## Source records
******************************
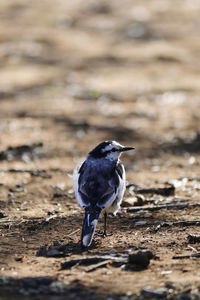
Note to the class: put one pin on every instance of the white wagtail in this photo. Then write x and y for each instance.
(100, 185)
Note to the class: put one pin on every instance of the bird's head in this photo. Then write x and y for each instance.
(109, 150)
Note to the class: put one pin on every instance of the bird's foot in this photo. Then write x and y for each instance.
(103, 234)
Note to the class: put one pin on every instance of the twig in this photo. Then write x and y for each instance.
(197, 255)
(85, 261)
(99, 265)
(179, 205)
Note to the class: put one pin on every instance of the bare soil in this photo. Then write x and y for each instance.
(73, 74)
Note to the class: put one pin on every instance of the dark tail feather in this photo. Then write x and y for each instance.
(89, 225)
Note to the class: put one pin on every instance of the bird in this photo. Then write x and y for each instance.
(100, 183)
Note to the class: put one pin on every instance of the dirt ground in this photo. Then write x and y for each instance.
(73, 74)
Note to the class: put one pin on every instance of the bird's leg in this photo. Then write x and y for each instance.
(105, 220)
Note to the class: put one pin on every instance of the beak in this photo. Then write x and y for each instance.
(126, 149)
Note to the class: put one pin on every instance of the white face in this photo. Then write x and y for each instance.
(113, 155)
(113, 145)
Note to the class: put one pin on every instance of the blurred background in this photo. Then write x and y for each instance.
(75, 73)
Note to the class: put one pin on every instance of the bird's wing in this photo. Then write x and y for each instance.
(97, 188)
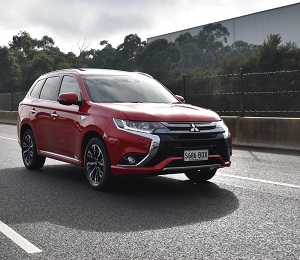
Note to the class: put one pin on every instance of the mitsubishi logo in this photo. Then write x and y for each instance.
(194, 128)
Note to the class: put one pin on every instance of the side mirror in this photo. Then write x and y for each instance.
(180, 98)
(68, 99)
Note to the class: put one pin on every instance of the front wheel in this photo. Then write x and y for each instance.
(31, 159)
(201, 175)
(97, 165)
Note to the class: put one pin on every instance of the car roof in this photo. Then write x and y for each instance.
******************************
## YOUR GOAL
Nothing in the entries above should change when they are printed again, except that the pictures are dropped.

## FINAL ANSWER
Note to the class: put one pin on every instance of the white wagtail in this photo. Then write x and y for each instance.
(100, 185)
Note to the class: put one pin on every instance of the bird's head in this photo. Then write x and y for each instance.
(109, 150)
Note to the class: put one pin on every instance of the bird's foot in this photo. Then write x and y for each instance.
(103, 234)
Note to the class: put one pin on every instance of the twig in this photo. Then write x and y for each instance.
(197, 255)
(85, 261)
(99, 265)
(179, 205)
Note to the class: put one pin on every instance of the bare soil in this photo. Then write x and y for each instance.
(73, 74)
Note to the class: put one pin on every instance of the dark tail feather in this photo. Then write x and y for each instance.
(89, 225)
Note to the class: put one pin on every instance of the bird in this photo. Then write x and y for each instance.
(100, 183)
Note to the class: put one pin on every instance of the dirt ground in this photo. Then write x and y for each instance.
(73, 74)
Note to the class: put one pin on every instance of the bird's leg in this photo. Then write x and y for each instance.
(105, 220)
Note to the class: put one pin on every instance of the beak in this photo. Then write x and y for each instance.
(126, 149)
Note to the class: put one pin on every instance of the white face in this photo. Then write x and y for each instance.
(113, 155)
(113, 145)
Note to the class: put one pin on every instance of the blurred background in this photo. Then write x and y for each instance.
(75, 73)
Note to the class: put one pin on every instance of the bird's wing in this photo. Then write x and y for each instance.
(97, 188)
Note to the class: put one pin on every instance of the mitsubishi logo in this photo. Then write x and y for each instance.
(194, 128)
Note to the class: put one pin on every instance of the side mirror in this photo. Then write x and y for each instance.
(180, 98)
(68, 99)
Note to the class: put one pin on every instance of the front wheel in this photo. Then write x and y for each instance.
(31, 159)
(201, 175)
(97, 165)
Note to the class: put one pin on every instance of the car roof in this photo. Then write x and y for each instance.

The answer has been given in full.